§ **Extract provided**:
------------------------------------------------------------------------
With the rowcount spool there to avoid having to evaluate the

EXISTS (SELECT *
        FROM   #existingCustomers e2
        WHERE  e2.cust_nbr IS NULL) 

More than once.

This just seems to be a case where a small difference in assumptions can make quite a catastrophic difference in performance.

After updating a single row as below...

UPDATE #existingCustomers
SET    cust_nbr = NULL
WHERE  cust_nbr = 1;

... the query completed in less than a second. The row counts in actual and estimated versions of the plan are now nearly spot on.

SET STATISTICS TIME ON;
SET STATISTICS IO ON;

SELECT *
FROM   #potentialNewCustomers
WHERE  cust_nbr NOT IN (SELECT cust_nbr
                        FROM   #existingCustomers 
                       ) 

enter image description here

Zero rows are output as described above.

The Statistics Histograms and auto update thresholds in SQL Server are not granular enough to detect this kind of single row change. Arguably if the column is nullable it might be reasonable to work on the basis that it contains at least one NULL even if the statistics histogram doesn't currently indicate that there are any.


Why does this query need a Row Count Spool operator? I don't think it's necessary for correctness, so what specific optimization is it trying to provide?

See Martin's thorough answer for this question. The key point is that if a single row within the NOT IN is NULL, the boolean logic works out such that "the correct response is to return zero rows". The Row Count Spool operator is optimizing this (necessary) logic.

Why does SQL Server estimate that the join to the Row Count Spool operator removes all rows?

Microsoft provides an excellent white paper on the SQL 2014 Cardinality Estimator. In this document, I found the following information:

The new CE assumes that the queried values do exist in the dataset even if the value falls out of the range of the histogram. The new CE in this example uses an average frequency that is calculated by multiplying the table cardinality by the density.

Often, such a change is a very good one; it greatly alleviates the ascending key problem and typically yields a more conservative query plan (higher row estimate) for values that are out-of-range based on the statistics histogram.

However, in this specific case, assuming that a NULL value will be found leads to the assumption that joining to the Row Count Spool will filter out all rows from #potentialNewCustomers. In the case where there in fact is a NULL row, this is a correct estimate (as seen in Martin's answer). However, in the case where there happens not to be a NULL row, the effect can be devastating because SQL Server produces a post-join estimate of 1 row regardless of how many input rows appear. This can lead to very poor join choices in the remainder of the query plan.
------------------------------------------------------------------------
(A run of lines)
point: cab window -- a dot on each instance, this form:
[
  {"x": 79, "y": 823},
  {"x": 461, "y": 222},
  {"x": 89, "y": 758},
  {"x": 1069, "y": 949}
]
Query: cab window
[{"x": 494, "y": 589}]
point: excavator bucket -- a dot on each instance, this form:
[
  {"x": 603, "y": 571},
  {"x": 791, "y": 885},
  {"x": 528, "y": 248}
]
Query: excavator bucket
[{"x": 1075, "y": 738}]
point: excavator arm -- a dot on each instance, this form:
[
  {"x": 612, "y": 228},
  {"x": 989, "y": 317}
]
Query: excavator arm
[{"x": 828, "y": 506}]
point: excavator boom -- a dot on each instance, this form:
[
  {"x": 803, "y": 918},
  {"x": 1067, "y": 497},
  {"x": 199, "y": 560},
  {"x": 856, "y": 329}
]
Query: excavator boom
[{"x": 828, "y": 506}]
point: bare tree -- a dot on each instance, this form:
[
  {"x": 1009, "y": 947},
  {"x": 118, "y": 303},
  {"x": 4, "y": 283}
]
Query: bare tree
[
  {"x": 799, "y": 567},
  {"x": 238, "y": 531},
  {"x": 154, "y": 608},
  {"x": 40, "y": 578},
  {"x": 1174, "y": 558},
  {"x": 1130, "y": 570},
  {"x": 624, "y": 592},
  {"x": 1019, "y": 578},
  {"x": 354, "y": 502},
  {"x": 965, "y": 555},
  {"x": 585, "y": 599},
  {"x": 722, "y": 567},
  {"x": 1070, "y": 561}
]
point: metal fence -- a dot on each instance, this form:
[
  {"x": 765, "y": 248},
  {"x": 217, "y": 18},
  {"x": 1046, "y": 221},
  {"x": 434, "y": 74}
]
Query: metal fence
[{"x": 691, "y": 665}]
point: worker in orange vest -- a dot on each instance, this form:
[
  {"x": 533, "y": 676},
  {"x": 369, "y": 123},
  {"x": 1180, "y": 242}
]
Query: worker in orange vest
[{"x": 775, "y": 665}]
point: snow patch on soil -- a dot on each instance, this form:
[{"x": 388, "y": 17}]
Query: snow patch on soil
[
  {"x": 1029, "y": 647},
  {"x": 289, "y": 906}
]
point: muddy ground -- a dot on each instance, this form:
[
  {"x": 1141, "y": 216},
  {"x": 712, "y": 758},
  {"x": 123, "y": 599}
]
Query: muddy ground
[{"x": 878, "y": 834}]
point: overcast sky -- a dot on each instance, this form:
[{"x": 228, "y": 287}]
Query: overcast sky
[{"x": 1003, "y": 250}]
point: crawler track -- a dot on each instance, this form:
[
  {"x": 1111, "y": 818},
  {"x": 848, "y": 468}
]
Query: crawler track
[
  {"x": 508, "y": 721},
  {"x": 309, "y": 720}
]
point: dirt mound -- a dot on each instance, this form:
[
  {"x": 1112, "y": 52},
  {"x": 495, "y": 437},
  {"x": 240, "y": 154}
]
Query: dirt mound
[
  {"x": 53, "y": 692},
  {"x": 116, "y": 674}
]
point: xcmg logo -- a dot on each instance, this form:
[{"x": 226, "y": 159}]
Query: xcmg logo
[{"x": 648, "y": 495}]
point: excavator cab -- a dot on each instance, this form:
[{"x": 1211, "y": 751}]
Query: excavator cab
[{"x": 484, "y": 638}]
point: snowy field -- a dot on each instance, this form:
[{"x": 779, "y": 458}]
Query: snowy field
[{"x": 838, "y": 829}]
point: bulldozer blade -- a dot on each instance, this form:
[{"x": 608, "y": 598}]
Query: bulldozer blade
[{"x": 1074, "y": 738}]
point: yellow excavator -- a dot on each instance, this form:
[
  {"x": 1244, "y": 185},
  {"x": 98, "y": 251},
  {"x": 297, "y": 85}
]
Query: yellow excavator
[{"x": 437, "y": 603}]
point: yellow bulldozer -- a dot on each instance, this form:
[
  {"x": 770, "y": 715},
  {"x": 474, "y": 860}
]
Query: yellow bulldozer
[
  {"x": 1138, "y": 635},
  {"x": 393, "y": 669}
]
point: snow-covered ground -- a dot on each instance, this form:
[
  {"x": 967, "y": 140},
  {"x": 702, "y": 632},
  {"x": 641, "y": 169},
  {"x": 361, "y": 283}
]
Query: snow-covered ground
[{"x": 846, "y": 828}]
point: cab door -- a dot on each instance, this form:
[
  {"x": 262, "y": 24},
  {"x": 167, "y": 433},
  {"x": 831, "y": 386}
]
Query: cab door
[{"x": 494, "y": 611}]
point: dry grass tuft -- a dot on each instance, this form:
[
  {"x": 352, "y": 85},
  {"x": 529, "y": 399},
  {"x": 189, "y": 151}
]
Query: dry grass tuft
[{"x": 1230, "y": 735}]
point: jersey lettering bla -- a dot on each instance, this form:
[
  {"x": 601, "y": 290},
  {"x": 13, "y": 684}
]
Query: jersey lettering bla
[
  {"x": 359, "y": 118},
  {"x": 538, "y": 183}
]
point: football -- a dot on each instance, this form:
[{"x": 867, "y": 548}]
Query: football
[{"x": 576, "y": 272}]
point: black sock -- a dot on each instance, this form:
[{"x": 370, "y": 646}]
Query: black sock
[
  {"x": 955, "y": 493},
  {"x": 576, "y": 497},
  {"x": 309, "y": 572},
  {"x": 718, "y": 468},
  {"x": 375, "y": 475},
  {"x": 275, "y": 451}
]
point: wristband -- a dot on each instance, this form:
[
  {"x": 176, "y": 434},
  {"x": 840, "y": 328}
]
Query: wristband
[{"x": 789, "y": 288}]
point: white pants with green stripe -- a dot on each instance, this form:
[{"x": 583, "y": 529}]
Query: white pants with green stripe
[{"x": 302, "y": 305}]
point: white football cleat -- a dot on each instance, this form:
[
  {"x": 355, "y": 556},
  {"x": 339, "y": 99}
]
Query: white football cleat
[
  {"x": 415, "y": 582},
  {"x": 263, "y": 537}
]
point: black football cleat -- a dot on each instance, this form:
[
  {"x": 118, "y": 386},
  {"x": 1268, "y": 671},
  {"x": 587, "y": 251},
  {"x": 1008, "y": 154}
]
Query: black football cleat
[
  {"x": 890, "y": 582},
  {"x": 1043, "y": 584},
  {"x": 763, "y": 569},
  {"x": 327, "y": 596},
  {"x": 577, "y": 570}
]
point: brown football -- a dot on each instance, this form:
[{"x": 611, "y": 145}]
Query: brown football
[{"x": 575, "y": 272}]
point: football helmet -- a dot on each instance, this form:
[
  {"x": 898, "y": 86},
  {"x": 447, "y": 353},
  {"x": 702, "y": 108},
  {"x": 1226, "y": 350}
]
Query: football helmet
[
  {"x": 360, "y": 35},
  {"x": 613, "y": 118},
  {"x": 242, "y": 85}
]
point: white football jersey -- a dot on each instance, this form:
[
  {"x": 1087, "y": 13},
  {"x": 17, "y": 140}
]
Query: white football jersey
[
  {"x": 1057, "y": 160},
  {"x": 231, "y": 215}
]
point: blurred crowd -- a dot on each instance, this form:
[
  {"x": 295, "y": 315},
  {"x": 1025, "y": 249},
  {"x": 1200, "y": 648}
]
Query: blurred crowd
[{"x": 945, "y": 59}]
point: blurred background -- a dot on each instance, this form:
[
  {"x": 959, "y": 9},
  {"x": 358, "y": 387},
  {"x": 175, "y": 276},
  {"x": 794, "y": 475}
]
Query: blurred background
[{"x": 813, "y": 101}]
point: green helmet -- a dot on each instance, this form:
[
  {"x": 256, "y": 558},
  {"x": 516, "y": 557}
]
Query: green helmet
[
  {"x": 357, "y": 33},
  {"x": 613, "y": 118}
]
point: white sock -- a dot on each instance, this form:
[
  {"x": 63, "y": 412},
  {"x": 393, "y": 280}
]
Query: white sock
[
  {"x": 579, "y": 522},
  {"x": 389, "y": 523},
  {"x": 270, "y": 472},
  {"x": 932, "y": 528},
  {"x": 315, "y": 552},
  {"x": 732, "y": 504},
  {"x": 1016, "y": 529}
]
------------------------------------------------------------------------
§ **Set exercise 1**: From the SQL Server discussion, quote the passage starting with "The new CE assumes" and going on through "by the density.".
§ **Set exercise 2**: In the SQL Server discussion, what does the new cardinality estimator assume about queried values that fall outside the range of the histogram?
§ **Set exercise 3**: Carry on the SQL Server discussion past its final sentence.

§ **Task answer 1**:
The new CE assumes that the queried values do exist in the dataset even if the value falls out of the range of the histogram. The new CE in this example uses an average frequency that is calculated by multiplying the table cardinality by the density.

§ **Task answer 2**: It assumes that those values do exist in the dataset.

§ **Task answer 3**:
Is this a bug in SQL 2014? If so, I'll file in Connect. But I'd like a deeper understanding first.

I think it's in the grey area between a bug and a performance-impacting assumption or limitation of SQL Server's new Cardinality Estimator. However, this quirk can cause substantial regressions in performance relative to SQL 2012 in the specific case of a nullable NOT IN clause that doesn't happen to have any NULL values.

Therefore, I have filed a Connect issue so that the SQL team is aware of the potential implications of this change to the Cardinality Estimator.

Update: We're on CTP3 now for SQL16, and I confirmed that the problem does not occur there.


Martin Smith's answer and your self-answer have addressed all the main points correctly, I just want to emphasise an area for future readers:

So this question is more about understanding this specific query and plan in depth and less about how to phrase the query differently.

The stated purpose of the query is:

-- Prune any existing customers from the set of potential new customers

This requirement is easy to express in SQL, in several ways. Which one is chosen is as much a matter of style as anything else, but the query specification should still be written to return correct results in all cases. This includes accounting for nulls.

Expressing the logical requirement fully:

  • Return potential customers who are not already customers
  • List each potential customer at most once
  • Exclude null potential and existing customers (whatever a null customer means)

We can then write a query matching those requirements using whichever syntax we prefer. For example:

WITH DistinctPotentialNonNullCustomers AS
(
    SELECT DISTINCT 
        PNC.cust_nbr 
    FROM #potentialNewCustomers AS PNC
    WHERE 
        PNC.cust_nbr IS NOT NULL
)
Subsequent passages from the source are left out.